Source material:
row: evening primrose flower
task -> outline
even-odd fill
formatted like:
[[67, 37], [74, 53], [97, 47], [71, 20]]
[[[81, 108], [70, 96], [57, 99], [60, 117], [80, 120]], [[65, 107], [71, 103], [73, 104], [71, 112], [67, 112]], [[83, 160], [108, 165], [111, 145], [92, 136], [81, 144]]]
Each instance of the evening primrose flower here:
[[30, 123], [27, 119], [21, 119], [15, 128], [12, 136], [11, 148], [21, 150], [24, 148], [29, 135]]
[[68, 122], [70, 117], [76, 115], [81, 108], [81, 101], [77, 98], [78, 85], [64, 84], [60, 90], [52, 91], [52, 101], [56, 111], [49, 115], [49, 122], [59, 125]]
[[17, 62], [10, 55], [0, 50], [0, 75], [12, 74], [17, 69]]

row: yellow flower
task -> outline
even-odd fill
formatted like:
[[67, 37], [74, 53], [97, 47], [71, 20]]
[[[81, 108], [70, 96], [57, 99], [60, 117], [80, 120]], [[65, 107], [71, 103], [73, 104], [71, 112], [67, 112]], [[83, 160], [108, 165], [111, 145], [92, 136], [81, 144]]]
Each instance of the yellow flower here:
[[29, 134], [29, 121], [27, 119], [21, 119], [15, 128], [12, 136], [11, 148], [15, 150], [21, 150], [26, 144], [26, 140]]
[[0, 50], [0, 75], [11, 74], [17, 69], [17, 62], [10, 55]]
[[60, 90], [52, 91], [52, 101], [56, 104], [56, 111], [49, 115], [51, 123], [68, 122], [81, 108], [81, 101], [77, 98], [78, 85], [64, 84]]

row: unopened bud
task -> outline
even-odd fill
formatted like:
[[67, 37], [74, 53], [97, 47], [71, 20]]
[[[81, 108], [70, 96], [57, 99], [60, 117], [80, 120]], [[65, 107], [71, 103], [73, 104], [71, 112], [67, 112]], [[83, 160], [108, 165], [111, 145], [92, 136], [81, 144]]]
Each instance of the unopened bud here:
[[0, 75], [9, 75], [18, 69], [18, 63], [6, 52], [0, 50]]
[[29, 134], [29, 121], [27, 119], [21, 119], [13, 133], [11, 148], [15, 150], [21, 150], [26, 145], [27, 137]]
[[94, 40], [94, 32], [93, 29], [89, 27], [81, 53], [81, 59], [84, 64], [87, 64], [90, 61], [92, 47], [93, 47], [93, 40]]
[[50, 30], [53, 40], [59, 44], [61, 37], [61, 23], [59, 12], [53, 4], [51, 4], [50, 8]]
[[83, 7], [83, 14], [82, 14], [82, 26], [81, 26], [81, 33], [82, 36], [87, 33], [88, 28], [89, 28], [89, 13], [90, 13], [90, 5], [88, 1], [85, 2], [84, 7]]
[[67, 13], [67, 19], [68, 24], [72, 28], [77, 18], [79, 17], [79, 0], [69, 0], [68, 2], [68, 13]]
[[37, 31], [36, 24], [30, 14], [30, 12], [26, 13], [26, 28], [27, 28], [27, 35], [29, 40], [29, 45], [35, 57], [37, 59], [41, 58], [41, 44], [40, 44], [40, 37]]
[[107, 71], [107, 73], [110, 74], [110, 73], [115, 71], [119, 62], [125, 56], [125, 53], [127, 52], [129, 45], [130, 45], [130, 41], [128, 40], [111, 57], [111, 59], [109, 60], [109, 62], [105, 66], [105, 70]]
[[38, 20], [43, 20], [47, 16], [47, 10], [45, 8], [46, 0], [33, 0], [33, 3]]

The exercise:
Render every line of the items above as a numbered list, leaving out the blank lines.

Final result:
1. row: evening primrose flower
2. task -> outline
3. even-odd fill
4. formatted like:
5. [[67, 37], [74, 53], [97, 47], [71, 20]]
6. [[[81, 108], [70, 96], [57, 99], [60, 117], [80, 120]], [[65, 107], [71, 103], [73, 104], [71, 112], [67, 112]], [[83, 160], [108, 165], [111, 145], [92, 136], [81, 144]]]
7. Each instance of the evening primrose flower here:
8. [[30, 123], [27, 119], [21, 119], [15, 128], [12, 136], [11, 148], [21, 150], [24, 148], [29, 135]]
9. [[68, 122], [70, 117], [76, 115], [81, 108], [81, 101], [77, 98], [78, 85], [64, 84], [60, 90], [52, 91], [52, 101], [56, 111], [49, 115], [49, 122], [59, 125]]
10. [[17, 62], [10, 55], [0, 50], [0, 75], [12, 74], [17, 69]]
11. row: yellow flower
12. task -> outline
13. even-odd fill
14. formatted like:
15. [[67, 37], [74, 53], [97, 47], [71, 20]]
16. [[[81, 108], [70, 96], [57, 99], [60, 117], [80, 120]], [[65, 107], [71, 103], [73, 104], [71, 112], [67, 112]], [[83, 160], [108, 165], [111, 145], [92, 136], [81, 144]]]
17. Each instance of the yellow flower here:
18. [[29, 134], [29, 121], [27, 119], [21, 119], [15, 128], [12, 136], [11, 148], [15, 150], [21, 150], [26, 144], [26, 140]]
19. [[0, 50], [0, 75], [11, 74], [17, 69], [17, 62], [10, 55]]
20. [[60, 90], [52, 91], [52, 101], [56, 104], [56, 111], [49, 115], [51, 123], [68, 122], [81, 108], [81, 101], [77, 98], [78, 85], [64, 84]]
21. row: unopened bud
22. task -> outline
23. even-odd fill
24. formatted like:
25. [[67, 37], [74, 53], [97, 47], [71, 20]]
26. [[[81, 108], [70, 96], [57, 99], [60, 117], [80, 120]], [[65, 107], [71, 103], [73, 104], [71, 112], [67, 112]], [[83, 160], [108, 165], [111, 145], [92, 136], [81, 144]]]
27. Each instance of the unopened bud here:
28. [[0, 75], [9, 75], [18, 69], [18, 63], [6, 52], [0, 50]]
29. [[29, 134], [29, 121], [27, 119], [21, 119], [13, 133], [11, 148], [15, 150], [21, 150], [26, 145], [27, 137]]
30. [[94, 40], [94, 32], [93, 29], [89, 27], [81, 53], [81, 59], [84, 64], [87, 64], [90, 61], [92, 47], [93, 47], [93, 40]]
31. [[50, 30], [53, 40], [59, 44], [61, 37], [61, 23], [59, 12], [53, 4], [51, 4], [50, 8]]
32. [[83, 7], [83, 14], [82, 14], [82, 26], [81, 26], [81, 33], [82, 36], [87, 33], [88, 28], [89, 28], [89, 13], [90, 13], [90, 5], [88, 1], [85, 2], [84, 7]]
33. [[67, 13], [67, 19], [68, 24], [72, 28], [77, 18], [79, 17], [79, 0], [69, 0], [68, 2], [68, 13]]
34. [[37, 31], [36, 24], [30, 14], [30, 12], [26, 13], [26, 28], [27, 28], [27, 35], [29, 40], [29, 45], [35, 57], [37, 59], [41, 58], [41, 44], [40, 44], [40, 37]]
35. [[107, 71], [107, 73], [110, 74], [110, 73], [115, 71], [119, 62], [125, 56], [125, 53], [127, 52], [129, 45], [130, 45], [130, 41], [128, 40], [111, 57], [111, 59], [109, 60], [109, 62], [105, 66], [105, 70]]
36. [[38, 20], [43, 20], [47, 16], [47, 10], [45, 8], [46, 0], [33, 0], [33, 3]]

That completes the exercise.